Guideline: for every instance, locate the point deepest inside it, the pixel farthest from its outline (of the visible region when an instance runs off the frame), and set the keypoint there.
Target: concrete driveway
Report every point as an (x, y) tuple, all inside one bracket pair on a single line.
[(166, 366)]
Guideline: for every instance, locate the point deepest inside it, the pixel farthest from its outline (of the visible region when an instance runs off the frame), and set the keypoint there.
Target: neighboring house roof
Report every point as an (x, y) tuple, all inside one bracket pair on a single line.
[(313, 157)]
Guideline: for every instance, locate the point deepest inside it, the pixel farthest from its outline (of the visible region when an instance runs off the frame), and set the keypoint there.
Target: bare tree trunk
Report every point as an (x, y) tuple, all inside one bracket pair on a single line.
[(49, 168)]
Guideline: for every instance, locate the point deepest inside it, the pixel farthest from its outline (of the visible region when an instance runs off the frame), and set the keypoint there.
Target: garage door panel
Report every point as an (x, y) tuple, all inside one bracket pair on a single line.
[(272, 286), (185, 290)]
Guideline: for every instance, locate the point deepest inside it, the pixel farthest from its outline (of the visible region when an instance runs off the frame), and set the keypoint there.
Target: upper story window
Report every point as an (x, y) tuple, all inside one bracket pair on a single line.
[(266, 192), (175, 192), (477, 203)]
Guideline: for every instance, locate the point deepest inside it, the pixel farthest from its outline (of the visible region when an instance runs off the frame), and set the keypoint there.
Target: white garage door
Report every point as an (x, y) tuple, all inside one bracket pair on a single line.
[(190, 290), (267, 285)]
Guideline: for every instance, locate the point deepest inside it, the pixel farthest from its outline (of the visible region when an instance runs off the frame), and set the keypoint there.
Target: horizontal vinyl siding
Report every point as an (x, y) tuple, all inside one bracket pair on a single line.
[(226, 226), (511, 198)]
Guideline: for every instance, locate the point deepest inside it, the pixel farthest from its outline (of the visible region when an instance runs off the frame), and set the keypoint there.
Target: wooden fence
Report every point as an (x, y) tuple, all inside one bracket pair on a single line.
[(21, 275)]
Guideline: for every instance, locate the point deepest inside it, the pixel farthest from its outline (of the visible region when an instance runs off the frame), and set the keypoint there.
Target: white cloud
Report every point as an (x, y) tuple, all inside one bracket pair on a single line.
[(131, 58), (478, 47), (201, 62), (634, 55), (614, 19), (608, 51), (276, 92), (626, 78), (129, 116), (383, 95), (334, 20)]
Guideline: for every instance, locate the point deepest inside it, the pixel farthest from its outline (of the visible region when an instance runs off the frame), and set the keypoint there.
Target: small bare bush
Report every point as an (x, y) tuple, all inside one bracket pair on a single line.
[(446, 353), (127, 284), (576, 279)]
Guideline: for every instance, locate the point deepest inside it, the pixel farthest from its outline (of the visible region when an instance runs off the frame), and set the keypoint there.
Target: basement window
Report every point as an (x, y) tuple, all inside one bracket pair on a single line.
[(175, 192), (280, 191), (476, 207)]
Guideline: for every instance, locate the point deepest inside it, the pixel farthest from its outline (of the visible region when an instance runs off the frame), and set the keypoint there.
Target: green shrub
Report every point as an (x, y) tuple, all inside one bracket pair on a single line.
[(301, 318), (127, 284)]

========

### PROBLEM TO WORK ON
Please render all the items above as a two-column CSV with the header item,answer, one row per item. Put the item's full text and its answer each in a single double-quoted field, with line breaks replaced by spaces.

### RESPONSE
item,answer
"Guideline: for every instance, locate the point deepest inside it, the pixel farthest from its outline (of the visible region when an instance runs off the frame), and set the keypoint there. Target: concrete driveway Report every point as an (x, y) tuple, all inside one bracket pair on a single line.","[(166, 366)]"
"Guideline: for every instance, locate the point deepest inside it, the pixel farthest from its outline (of the visible region when an instance runs off the frame), and set the keypoint there. Target: neighboring house roof Report every point as an (x, y) tuple, all inside one bracket pair on a single line.","[(313, 157)]"
"Guideline: for every instance, locate the point deepest inside it, the pixel farthest from its outline (of the visible region when an instance runs off the frame), and set the keypoint there. Target: bare tree trunk Report every point as an (x, y) tuple, all inside one bracket pair on a single line.","[(49, 168)]"
"Guideline: for every instance, locate the point deepest inside it, the pixel farthest from its outline (of the visible region when an instance runs off the frame), and set the keypoint there. Target: garage door panel Report every point as an (x, y) tuple, all inside one bracket pair on a single line.","[(272, 286), (185, 290)]"
"Guideline: for every instance, locate the point deepest inside it, the pixel farthest from its outline (of the visible region when an instance runs off the frame), and set the keypoint there. Target: upper story window Report every point as an (x, y) tuple, all inside one bracket pair on a single line.","[(266, 192), (175, 192), (477, 203)]"
"Guideline: for every instance, locate the point deepest inside it, the pixel farthest from its outline (of the visible region when an instance runs off the frame), and set the keypoint there. Target: white garage door Report every point as an (x, y) tuple, all inside one bracket pair on a single line.","[(190, 290), (267, 285)]"
"Guideline: for every instance, locate the point deepest inside it, the pixel farthest from its outline (of the visible region when an instance runs off the frame), and set the keypoint there. Target: horizontal vinyl siding Report every point as an (x, y) tuple, all inside one bracket pair on a single line.","[(226, 226), (511, 198)]"
"Guideline: for every instance, locate the point deepest inside it, the pixel farthest from its outline (of the visible region when an instance runs off the frame), and set the keypoint there. Target: wooden fence Report every point as an (x, y) tuple, all inside one bracket pair on a single line.","[(21, 275)]"
"Guideline: for every instance, locate the point deepest inside it, the pixel farthest from its outline (of the visible region when an instance runs off the frame), and set the keypoint there. Target: white cloud Report every point as an (x, y) tuple, all inside one bracket pair on a single line.","[(131, 58), (478, 47), (201, 62), (634, 55), (614, 19), (608, 51), (276, 92), (626, 78), (129, 116), (383, 95), (334, 20)]"
"Guideline: for every instance, locate the point deepest inside it, the pixel farthest from its outline (of the visible region when an instance runs off the frame), and set the keypoint there. Target: small bare bush Report every point as an (x, y) tuple, all inside one bracket pair on a single line.","[(446, 353), (127, 284), (576, 279)]"
"Guideline: for every instance, locate the point deepest inside it, the pixel farthest from its outline (of the visible region when an instance runs off the frame), and set the keypoint there. Target: basement window Report every point as an (x, y) tuple, all inside one bracket pair on a single line.","[(175, 192), (280, 191), (476, 207)]"
"Guideline: for every instance, locate the point deepest inside it, the pixel farthest from its outline (of the visible region when an instance runs off the frame), and set the keypoint there. Target: green shrub Report every point as an (x, y) tuple, all inside one bracket pair on a single line.","[(301, 318), (127, 284)]"